Set exercise: Would you extract the whole listing below and retype it exactly?

_ _ _ _

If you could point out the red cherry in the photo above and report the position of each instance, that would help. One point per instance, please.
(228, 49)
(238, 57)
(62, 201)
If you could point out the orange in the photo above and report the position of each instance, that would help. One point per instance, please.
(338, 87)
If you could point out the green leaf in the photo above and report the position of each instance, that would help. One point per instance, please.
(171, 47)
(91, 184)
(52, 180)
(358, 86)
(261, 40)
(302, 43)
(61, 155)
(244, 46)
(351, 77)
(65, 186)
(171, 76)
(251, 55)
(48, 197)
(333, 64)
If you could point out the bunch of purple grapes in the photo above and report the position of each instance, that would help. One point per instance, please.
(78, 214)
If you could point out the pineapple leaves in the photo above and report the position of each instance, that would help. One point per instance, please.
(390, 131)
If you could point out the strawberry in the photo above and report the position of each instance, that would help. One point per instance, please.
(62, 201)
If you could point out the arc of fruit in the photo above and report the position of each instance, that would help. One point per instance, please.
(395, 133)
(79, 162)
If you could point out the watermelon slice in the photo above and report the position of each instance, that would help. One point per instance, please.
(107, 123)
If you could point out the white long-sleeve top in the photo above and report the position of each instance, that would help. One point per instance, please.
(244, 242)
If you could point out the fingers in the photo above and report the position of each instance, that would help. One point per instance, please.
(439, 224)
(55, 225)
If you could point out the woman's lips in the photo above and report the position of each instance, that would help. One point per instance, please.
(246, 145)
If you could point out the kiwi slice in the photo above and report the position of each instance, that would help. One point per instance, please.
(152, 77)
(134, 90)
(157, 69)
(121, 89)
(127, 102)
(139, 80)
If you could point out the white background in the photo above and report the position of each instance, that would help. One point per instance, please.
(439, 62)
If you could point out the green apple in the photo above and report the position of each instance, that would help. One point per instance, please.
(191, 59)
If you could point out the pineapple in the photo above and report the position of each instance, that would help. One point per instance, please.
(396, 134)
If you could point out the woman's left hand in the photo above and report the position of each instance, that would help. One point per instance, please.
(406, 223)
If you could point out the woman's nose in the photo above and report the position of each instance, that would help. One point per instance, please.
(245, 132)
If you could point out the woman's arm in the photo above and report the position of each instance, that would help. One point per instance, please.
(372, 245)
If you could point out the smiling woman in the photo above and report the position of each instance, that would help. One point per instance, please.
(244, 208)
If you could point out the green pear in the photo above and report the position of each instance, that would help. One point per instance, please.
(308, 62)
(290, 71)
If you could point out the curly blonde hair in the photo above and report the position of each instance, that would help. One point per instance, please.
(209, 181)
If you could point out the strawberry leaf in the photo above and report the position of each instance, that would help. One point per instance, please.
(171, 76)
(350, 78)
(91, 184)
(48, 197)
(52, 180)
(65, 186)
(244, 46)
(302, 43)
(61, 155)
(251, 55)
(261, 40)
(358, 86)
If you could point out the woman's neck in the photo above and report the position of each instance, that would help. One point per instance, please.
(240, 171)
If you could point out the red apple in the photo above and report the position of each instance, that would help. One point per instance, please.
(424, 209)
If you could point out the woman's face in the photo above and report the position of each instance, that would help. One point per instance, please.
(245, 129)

_ _ _ _

Full output:
If you could point out the red cherry in the photo above and report the position of each instance, that would help. One point per instance, please.
(228, 49)
(238, 57)
(62, 201)
If you could point out the orange in the photo above and report the position of each instance, that would help. One point per instance, please.
(338, 87)
If you could point out the green leaf in the photo above and report the position of each instance, that would help. One point per instance, please.
(171, 47)
(91, 184)
(52, 180)
(358, 86)
(261, 40)
(302, 43)
(61, 155)
(244, 46)
(351, 77)
(65, 186)
(171, 76)
(251, 55)
(48, 197)
(333, 64)
If you could point out the bunch of purple grapes in the photo above and report the position of each instance, that would help. One point per instance, please.
(78, 214)
If you could point out the pineapple leaves in the photo above and report the position of each instance, that would help. One point per instance, please.
(390, 131)
If you could point out the strawberry in the photo above and report the position of each instance, that would help. One point per instance, please.
(62, 201)
If you could point out the arc of fruit in the photo above and report the position of each instance, that would help. One point per instance, please.
(395, 133)
(79, 162)
If you could point out the watermelon slice in the photo above and report the position of each instance, that would help. One point per instance, please.
(107, 123)
If you could point out the white long-sleeve top in the photo above and report the position of each instance, that would help. One point per instance, please.
(244, 242)
If you could point out the fingers in the photo above and report the position of each instance, that would help. One point per instance, please.
(439, 224)
(55, 225)
If you could point out the woman's lips in the photo above and report the position of each instance, that would help. One point per instance, please.
(246, 145)
If you could point out the kiwi slice in the photo above and report the position of each instance, that would help. One point per instance, please.
(152, 77)
(134, 90)
(157, 69)
(121, 89)
(127, 102)
(139, 80)
If you could point out the white background in the photo above and report the position of each instance, that would help. One point per instance, please.
(439, 62)
If you could point out the green apple in the photo above and report the position of each instance, that would help. One point per instance, please.
(191, 59)
If you could point out the pineapple in the photo above and report the position of each instance, that would help. One point per instance, please.
(396, 134)
If you could point out the woman's left hand in the photo above and report the position of each instance, that would help. One point per instance, please.
(406, 223)
If you could point out the woman's nose in the photo above and report the position of each instance, that would help. One point per instance, please.
(245, 132)
If you could point out the woman's arm in the photo above and report the position of each instance, that would help. One point per instance, please.
(372, 245)
If you could point out the smiling woman in the photo above and report the position of each instance, that would help. One point per instance, please.
(244, 208)
If you could point out the green pear in the photo above and report the position of each instance, that would help. One point per instance, please.
(308, 62)
(290, 71)
If you could point out the curly blonde hair in the photo above and report the position of each instance, that would help. One point per instance, please.
(209, 181)
If you could point out the strawberry leaf in the photo above and report the position of each instance, that would help. One point per instance, please.
(171, 76)
(350, 78)
(91, 184)
(48, 197)
(52, 180)
(65, 186)
(244, 46)
(302, 43)
(61, 155)
(251, 55)
(261, 40)
(358, 86)
If you could point out the woman's neck in the photo above and report the position of each instance, that would help. One point per instance, please.
(240, 171)
If you could point out the red apple in the photo above and report the position of each instance, that would help. One point per instance, please.
(424, 209)
If you could point out the woman's face in the photo above and report the position of each instance, that would help. One point per instance, please.
(245, 129)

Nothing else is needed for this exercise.